** Problemas y tareas **
1. Pasa al inglés esta oración del fragmento seleccionado: "Al admitir que hay una división natural entre hombres y mujeres, naturalizamos la historia, asumimos que hombres y mujeres siempre han existido y siempre existirán."
2. Transcribe sin cambios el fragmento seleccionado desde "Ignacio González Saceda." hasta "(Wittig 2010, 33).".

** Fragmento seleccionado **

▬▬▬▬▬▬▬▬▬▬

Ignacio González Saceda. Licenciado en Historia Antigua por la Universidad Complutense de Madrid
“[...] Al admitir que hay una división natural entre hombres y mujeres, naturalizamos la historia, asumimos que hombres y mujeres siempre han existido y siempre existirán. No sólo naturalizamos la historia sino que también, en consecuencia, naturalizamos los fenómenos sociales que manifiestan nuestra opresión [la de las mujeres], haciendo imposible cualquier cambio” (Wittig 2010, 33).

▬▬▬▬▬▬▬▬▬▬

Etiquetas de puntos de objetos
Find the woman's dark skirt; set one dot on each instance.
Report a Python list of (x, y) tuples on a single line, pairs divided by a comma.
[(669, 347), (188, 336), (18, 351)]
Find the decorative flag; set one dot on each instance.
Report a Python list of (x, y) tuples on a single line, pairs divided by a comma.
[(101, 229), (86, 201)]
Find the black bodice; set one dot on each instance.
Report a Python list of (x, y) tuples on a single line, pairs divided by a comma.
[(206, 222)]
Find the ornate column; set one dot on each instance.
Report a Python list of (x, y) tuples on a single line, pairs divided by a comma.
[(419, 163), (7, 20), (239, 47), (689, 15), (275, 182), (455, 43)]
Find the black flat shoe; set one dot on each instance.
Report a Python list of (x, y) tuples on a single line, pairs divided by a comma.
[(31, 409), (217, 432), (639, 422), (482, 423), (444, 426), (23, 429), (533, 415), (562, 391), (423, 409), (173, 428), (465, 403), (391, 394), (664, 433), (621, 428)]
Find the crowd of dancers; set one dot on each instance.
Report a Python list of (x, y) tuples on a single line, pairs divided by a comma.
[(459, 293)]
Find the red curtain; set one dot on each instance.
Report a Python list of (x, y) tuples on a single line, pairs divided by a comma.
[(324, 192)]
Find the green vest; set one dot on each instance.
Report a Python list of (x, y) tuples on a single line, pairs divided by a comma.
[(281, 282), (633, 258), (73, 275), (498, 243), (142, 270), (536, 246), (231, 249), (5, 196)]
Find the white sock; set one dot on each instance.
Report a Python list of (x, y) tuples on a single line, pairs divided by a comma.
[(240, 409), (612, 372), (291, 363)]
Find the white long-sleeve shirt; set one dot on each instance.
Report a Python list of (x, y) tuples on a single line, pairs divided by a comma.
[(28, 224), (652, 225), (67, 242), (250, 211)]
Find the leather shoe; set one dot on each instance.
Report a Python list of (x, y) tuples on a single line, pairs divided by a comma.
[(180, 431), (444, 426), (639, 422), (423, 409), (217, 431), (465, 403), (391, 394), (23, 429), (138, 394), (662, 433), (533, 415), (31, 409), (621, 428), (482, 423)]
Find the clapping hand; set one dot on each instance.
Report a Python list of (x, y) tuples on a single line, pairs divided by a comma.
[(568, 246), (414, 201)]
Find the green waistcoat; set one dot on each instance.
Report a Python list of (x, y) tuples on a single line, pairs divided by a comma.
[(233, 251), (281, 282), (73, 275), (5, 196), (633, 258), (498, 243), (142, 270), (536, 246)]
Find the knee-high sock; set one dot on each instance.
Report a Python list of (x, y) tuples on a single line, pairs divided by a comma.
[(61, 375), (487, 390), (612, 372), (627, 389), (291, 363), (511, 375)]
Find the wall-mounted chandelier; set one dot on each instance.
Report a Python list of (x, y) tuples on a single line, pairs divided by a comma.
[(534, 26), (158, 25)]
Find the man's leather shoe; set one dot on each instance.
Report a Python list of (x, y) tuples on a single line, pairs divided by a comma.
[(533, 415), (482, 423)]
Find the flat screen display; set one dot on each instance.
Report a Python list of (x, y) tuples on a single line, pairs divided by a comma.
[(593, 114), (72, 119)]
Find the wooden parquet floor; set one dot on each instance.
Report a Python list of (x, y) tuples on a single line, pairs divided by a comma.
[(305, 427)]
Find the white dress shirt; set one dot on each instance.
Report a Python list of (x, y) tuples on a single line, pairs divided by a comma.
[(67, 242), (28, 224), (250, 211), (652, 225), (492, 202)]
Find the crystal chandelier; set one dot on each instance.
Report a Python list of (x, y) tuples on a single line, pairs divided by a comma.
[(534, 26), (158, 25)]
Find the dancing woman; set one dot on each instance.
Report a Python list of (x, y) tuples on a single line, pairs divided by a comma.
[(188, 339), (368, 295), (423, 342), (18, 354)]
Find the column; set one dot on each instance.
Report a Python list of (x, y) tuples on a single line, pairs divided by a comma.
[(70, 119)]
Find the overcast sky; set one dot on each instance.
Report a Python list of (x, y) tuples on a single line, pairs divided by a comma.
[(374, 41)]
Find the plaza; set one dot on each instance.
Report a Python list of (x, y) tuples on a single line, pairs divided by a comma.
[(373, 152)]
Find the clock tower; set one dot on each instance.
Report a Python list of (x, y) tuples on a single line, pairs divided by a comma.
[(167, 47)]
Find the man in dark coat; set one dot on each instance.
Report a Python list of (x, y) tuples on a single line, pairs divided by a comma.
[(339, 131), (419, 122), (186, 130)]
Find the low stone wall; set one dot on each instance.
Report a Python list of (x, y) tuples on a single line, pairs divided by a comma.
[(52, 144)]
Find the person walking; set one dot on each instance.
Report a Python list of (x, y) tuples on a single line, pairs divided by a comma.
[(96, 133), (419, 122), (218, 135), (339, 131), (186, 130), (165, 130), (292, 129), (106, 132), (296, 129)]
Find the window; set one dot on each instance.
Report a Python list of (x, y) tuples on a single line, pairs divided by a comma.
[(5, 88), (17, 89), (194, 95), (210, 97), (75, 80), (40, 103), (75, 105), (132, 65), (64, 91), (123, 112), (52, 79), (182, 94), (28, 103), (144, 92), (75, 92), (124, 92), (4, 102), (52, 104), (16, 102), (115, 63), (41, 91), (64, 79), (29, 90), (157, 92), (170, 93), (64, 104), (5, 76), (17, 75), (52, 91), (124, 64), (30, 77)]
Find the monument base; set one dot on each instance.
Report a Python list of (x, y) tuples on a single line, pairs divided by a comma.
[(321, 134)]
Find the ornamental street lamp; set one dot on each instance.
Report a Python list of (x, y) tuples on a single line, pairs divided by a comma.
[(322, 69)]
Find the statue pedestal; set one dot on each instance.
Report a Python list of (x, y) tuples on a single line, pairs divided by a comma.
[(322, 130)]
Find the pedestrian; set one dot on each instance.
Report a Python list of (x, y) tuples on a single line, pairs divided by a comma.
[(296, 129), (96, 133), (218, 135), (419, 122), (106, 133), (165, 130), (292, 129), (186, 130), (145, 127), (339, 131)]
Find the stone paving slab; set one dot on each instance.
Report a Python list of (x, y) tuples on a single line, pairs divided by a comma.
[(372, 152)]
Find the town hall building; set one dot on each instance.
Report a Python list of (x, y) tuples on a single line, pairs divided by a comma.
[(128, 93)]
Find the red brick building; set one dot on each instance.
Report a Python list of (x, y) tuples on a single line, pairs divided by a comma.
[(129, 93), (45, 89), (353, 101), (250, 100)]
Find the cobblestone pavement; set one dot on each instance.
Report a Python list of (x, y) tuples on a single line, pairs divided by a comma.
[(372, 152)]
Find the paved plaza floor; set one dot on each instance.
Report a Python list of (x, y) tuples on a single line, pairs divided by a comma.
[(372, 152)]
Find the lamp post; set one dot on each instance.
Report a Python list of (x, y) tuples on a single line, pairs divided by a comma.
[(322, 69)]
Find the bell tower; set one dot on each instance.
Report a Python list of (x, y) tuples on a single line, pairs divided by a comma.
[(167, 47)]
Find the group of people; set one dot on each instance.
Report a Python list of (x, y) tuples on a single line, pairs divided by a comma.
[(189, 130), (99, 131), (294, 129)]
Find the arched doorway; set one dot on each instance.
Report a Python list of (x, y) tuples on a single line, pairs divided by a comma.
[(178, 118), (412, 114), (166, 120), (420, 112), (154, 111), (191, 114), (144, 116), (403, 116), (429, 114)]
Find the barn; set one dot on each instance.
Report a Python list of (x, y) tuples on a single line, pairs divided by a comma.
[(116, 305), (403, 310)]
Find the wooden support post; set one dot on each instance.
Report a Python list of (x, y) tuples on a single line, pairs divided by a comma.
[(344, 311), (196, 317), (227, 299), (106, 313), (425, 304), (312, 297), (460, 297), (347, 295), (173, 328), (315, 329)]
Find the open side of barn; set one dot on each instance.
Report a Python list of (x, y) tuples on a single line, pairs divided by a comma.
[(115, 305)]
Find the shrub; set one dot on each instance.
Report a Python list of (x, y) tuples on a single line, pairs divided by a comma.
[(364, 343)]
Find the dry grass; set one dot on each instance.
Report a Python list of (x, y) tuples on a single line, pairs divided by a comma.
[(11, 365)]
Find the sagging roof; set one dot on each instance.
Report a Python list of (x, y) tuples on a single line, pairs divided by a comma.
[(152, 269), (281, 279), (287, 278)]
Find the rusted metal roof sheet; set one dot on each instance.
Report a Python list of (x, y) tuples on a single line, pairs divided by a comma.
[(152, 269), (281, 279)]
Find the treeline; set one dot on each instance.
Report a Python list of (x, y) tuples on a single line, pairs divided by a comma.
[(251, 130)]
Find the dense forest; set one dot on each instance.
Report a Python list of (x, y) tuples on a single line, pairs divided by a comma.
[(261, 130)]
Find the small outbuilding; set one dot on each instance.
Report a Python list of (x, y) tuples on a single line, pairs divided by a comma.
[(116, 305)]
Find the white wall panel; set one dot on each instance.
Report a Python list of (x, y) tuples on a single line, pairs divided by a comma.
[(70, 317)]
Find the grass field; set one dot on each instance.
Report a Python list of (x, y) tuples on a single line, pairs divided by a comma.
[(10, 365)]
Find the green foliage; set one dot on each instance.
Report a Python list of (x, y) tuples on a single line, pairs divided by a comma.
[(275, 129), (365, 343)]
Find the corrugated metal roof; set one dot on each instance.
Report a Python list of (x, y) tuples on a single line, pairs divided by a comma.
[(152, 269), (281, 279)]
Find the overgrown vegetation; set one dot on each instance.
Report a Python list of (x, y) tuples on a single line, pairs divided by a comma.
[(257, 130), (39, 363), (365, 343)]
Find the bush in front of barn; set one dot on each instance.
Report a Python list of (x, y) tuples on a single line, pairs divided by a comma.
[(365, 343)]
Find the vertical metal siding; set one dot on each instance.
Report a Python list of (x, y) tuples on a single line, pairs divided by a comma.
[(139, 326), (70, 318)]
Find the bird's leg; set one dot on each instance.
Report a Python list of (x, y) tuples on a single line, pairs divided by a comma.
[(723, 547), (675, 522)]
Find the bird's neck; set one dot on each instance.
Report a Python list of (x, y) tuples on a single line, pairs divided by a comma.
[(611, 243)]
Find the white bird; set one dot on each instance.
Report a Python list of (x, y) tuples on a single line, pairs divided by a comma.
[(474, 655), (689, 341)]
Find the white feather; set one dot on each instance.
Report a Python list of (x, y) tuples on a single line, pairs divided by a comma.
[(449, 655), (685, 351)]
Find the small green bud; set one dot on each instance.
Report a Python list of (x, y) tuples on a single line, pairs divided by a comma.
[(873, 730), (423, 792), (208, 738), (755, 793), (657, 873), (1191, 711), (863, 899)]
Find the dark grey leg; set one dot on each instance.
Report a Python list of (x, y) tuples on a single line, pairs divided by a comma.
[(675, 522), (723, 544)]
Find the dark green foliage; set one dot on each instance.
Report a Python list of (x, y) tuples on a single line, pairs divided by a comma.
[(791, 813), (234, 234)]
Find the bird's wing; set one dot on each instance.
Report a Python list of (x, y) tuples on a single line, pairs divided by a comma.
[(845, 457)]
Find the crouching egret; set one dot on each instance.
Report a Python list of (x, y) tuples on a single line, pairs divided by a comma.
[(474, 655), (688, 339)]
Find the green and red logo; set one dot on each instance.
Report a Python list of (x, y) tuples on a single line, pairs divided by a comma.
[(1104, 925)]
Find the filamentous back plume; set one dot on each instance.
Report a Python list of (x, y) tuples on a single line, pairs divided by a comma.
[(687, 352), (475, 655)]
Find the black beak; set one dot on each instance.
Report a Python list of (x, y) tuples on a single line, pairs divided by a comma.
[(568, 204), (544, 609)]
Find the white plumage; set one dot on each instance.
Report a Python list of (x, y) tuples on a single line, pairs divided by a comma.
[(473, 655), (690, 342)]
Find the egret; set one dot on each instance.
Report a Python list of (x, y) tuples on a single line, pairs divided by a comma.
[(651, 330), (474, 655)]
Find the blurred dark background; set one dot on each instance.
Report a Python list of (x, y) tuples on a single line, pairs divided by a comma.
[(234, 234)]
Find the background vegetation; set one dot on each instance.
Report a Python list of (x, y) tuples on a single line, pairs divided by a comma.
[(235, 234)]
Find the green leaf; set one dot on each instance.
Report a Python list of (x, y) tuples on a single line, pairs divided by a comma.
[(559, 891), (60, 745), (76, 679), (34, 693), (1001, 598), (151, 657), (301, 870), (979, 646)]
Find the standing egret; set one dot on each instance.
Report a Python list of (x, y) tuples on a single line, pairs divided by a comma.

▬▬▬▬▬▬▬▬▬▬

** Soluciones propuestas **
1. By accepting that there is a natural division between men and women, we naturalize history; we assume that men and women have always existed and always will exist.

2.
Ignacio González Saceda. Licenciado en Historia Antigua por la Universidad Complutense de Madrid
“[...] Al admitir que hay una división natural entre hombres y mujeres, naturalizamos la historia, asumimos que hombres y mujeres siempre han existido y siempre existirán. No sólo naturalizamos la historia sino que también, en consecuencia, naturalizamos los fenómenos sociales que manifiestan nuestra opresión [la de las mujeres], haciendo imposible cualquier cambio” (Wittig 2010, 33).